• THE RECORDS
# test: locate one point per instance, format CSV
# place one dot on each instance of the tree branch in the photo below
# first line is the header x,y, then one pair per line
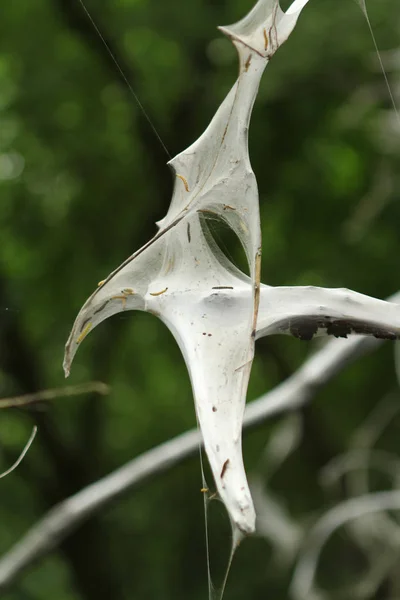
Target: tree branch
x,y
293,393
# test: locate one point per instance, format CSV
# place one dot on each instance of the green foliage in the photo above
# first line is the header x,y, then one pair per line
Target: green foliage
x,y
72,138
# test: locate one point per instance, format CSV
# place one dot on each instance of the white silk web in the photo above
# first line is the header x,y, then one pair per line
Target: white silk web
x,y
215,311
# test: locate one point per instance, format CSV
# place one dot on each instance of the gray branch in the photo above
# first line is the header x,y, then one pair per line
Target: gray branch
x,y
297,390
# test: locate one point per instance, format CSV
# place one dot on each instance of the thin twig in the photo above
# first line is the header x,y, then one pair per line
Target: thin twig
x,y
45,395
300,388
22,455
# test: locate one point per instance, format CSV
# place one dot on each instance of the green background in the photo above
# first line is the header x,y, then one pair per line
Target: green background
x,y
83,180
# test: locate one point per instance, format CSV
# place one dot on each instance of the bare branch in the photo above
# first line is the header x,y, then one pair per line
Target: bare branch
x,y
297,390
96,387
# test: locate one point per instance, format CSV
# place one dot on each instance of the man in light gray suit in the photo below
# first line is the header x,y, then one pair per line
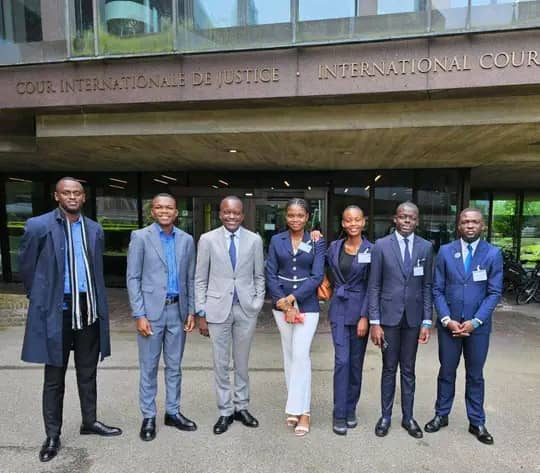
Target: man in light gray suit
x,y
229,293
160,282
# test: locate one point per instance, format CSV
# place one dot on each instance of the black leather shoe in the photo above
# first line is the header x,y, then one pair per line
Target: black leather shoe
x,y
148,429
222,424
180,422
435,424
352,421
49,449
246,418
481,434
382,427
99,428
339,426
413,429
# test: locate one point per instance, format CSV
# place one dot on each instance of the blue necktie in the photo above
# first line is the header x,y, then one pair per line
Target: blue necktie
x,y
406,257
468,260
232,252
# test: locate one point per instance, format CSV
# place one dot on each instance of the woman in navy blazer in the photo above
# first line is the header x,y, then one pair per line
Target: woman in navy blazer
x,y
349,261
294,270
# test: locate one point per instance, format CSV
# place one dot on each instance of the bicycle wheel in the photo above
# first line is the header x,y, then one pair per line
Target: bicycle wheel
x,y
527,292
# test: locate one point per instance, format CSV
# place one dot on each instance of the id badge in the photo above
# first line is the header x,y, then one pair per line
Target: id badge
x,y
479,275
305,247
364,257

• WRITTEN INSTRUCTION
Quote in full the listing given above; the images are to be left out.

• EXERCISE RESPONSE
# test: locate one point per instance, format CSV
# place one dot on each instance of the tree branch in the photo below
# first line is the header x,y, then one pair per line
Target: tree branch
x,y
293,393
# test: locate one point per instance, format CSV
# place one dot on each instance of the green foliage in the photo above
# first line is the header x,y, then one pair per line
Target: green foliage
x,y
72,138
# test: locate one point per instance, format CSV
# place one dot on each instance of the white silk web in the photo above
# first line is the header x,y, then one pair per line
Target: white silk web
x,y
215,311
# test: locate one point per instance, format CSV
# place one dot on each instance of the gray branch in the photo above
# first line is the header x,y, then one pair per line
Target: gray branch
x,y
297,390
# test: locate one point per instance, format CSV
# place one dot on each instance of the thin twig in the photo above
# first line is the header x,y, then one pair per line
Target: thin twig
x,y
45,395
300,388
22,455
# test: locate one point per instance, format CSV
# place one dot on each instance of the green background in the photo above
# first line is the header x,y, then one pair per line
Target: green background
x,y
83,180
# test: locate one point per instance, format CSV
# place one dot on each instance of the bare branch in the photo above
# first line is the header x,y, then one pair per line
Target: bare branch
x,y
297,390
96,387
# test: locate one point per instance, format CSV
# place one dot on each instance of the man in light gray suit in the photo below
# first line is the header x,y, then one pair per line
Target: man in light gray suit
x,y
229,293
160,282
# test: locate one point per instance, format CSV
# place one dot on each instance of the black leather shoe in the photo above
# first line is the header x,y, then one pair per line
Target: black leather shoe
x,y
148,429
222,424
180,422
435,424
352,421
49,449
246,418
481,434
382,427
99,428
339,426
413,429
# test: locate one point per instance, format CSV
# place one dot on each instance of the blue necktie in the photo above
# first line is the header x,y, then one pair per line
Target: blue necktie
x,y
406,257
468,260
232,252
# test: locate one point per instance, format CSV
# place one dot on each instance of the woman in navy blazer in the photo above
# first line is the header x,y, then one pair per line
Target: woman in navy blazer
x,y
349,261
294,270
# test: locate one point per instance, format CSV
# place one dot on each instance of the bicycle wheel in the photo above
# first line is the header x,y, then one pair per line
Target: bicycle wheel
x,y
527,292
# test: locate one point per instance, format CSV
# place one dot on each instance of the id badge in the photo above
# first line is the header x,y, then one pair per line
Target: id badge
x,y
479,275
305,247
364,257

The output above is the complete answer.